Does drinking alcohol increase your chances of developing cancer?

Published: 16 Oct 2017

Most of us enjoy an alcoholic drink when we’re socializing with friends, or at the end of a busy week, but could our favorite tipple be doing more harm than we realize?

In addition to generating a bad hangover after over-indulging the night before, some people worry that drinking alcohol could increase their chances of developing more serious medical conditions, such as cancer. But is there any truth in these concerns?

Let’s look at the research to find out whether alcohol consumption can cause cancer

Does alcohol damage the body?

The answer to this, as most of us know, is yes it can.

Unlike food, alcohol doesn’t need to be digested, so it can very quickly make its way into our bloodstream. Around 20% of alcohol is absorbed through the stomach, with the remaining 80% absorbed through the small intestine, and then small vessels within these organs carry it through to our blood.

While this can generate a pleasurable sensation, alcohol is a toxin, and several parts of the body must work hard to break down the alcohol in order to protect our vital organs.

▸ Source data
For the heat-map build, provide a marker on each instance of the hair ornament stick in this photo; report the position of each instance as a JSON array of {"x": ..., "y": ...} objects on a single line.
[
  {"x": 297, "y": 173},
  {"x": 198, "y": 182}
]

▸ Try it
According to the alcohol and cancer article, what share of alcohol is absorbed through the small intestine? Rely only on the alcohol and cancer article, not on the listing.

▸ Exercise solution
About 80% of alcohol is absorbed through the small intestine.